• [Entries supplied]:
*****

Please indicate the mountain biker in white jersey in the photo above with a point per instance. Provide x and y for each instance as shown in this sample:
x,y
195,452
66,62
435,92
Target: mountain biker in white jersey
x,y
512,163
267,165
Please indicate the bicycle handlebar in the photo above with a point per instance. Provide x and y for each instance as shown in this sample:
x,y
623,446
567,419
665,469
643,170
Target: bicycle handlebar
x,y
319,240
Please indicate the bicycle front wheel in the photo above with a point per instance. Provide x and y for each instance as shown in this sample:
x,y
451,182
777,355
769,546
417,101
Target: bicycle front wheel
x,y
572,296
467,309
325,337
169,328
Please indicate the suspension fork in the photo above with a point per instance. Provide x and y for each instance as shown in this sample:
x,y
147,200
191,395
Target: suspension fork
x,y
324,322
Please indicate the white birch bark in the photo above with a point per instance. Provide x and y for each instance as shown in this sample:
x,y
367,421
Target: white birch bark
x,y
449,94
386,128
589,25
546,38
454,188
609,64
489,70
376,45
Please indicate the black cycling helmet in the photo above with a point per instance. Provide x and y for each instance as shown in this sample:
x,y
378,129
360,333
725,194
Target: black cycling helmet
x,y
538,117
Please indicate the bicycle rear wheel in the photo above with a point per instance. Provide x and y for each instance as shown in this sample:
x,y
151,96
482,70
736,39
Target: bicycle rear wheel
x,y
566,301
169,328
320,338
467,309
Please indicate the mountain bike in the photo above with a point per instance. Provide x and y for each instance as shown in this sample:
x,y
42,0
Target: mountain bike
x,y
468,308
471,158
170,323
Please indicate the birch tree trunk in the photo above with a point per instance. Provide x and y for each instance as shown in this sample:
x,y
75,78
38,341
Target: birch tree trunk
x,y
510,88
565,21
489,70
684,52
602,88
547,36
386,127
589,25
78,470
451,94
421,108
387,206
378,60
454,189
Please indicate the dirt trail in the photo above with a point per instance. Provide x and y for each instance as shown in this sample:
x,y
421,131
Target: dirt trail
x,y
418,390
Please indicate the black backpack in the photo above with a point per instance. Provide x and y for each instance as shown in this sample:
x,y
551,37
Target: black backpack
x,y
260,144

*****

• [Your task]:
Can you copy all of the lines above verbatim, keeping every character, number, and line break unchanged?

• [Task answer]:
Please indicate the mountain biker in white jersey in the photo above with a point per instance. Provide x and y for each instance as shown in this sample:
x,y
195,452
66,62
435,92
Target: mountain biker in white jersey
x,y
512,163
267,165
Please indicate the bicycle handlebar in the photo above with a point per instance. Provide x and y for each instance as shown in this sample:
x,y
623,446
567,419
665,469
643,170
Target: bicycle handlebar
x,y
319,240
Please indicate the bicycle front wheel in the photo above with a point per instance. Provide x and y for each instance as shown in this sample:
x,y
451,182
777,355
769,546
417,101
Target: bicycle front wheel
x,y
572,296
467,309
325,337
169,328
Please indicate the suspension fork in the photo above with a point per instance. Provide x and y for each instance as shown in this sample:
x,y
147,200
191,395
Target: suspension fork
x,y
324,322
Please indicate the white birch bark in the photo above with a point per instance. Provide x and y for each instance as shown in this sample:
x,y
367,421
Target: white birch bark
x,y
449,94
386,128
589,25
546,38
454,188
609,64
489,70
376,45
Please indicate the black cycling helmet in the photo above with a point per instance. Provide x and y for each instance as shown in this sample:
x,y
378,129
360,333
725,194
Target: black cycling helmet
x,y
538,117
Please indicate the bicycle rear wheel in the photo above with a point per instance. Provide x and y for each instance as shown in this sample:
x,y
151,96
482,70
736,39
Target: bicycle rear wheel
x,y
566,301
169,328
320,338
467,309
Please indicate the mountain bike in the photo above with a point per instance. Provide x and y for each instance as shown in this sample:
x,y
42,0
Target: mountain bike
x,y
468,308
471,158
170,323
Please indicate the birch tree trunk in the photo above with a point per instance. Provide x and y for each instance as shown in this sample:
x,y
75,78
38,341
Target: birch tree trunk
x,y
510,88
565,21
489,70
684,52
602,88
547,36
386,127
589,25
78,470
451,94
421,108
387,206
378,60
454,189
Please indicate the dirt trail in the photo above with a point per instance. Provide x and y for each instance as shown in this sample:
x,y
421,131
Target: dirt trail
x,y
418,390
Please indicate the black backpack in the photo above with a point per instance. Provide x and y for each instance as shown in this sample:
x,y
551,37
Target: black backpack
x,y
260,144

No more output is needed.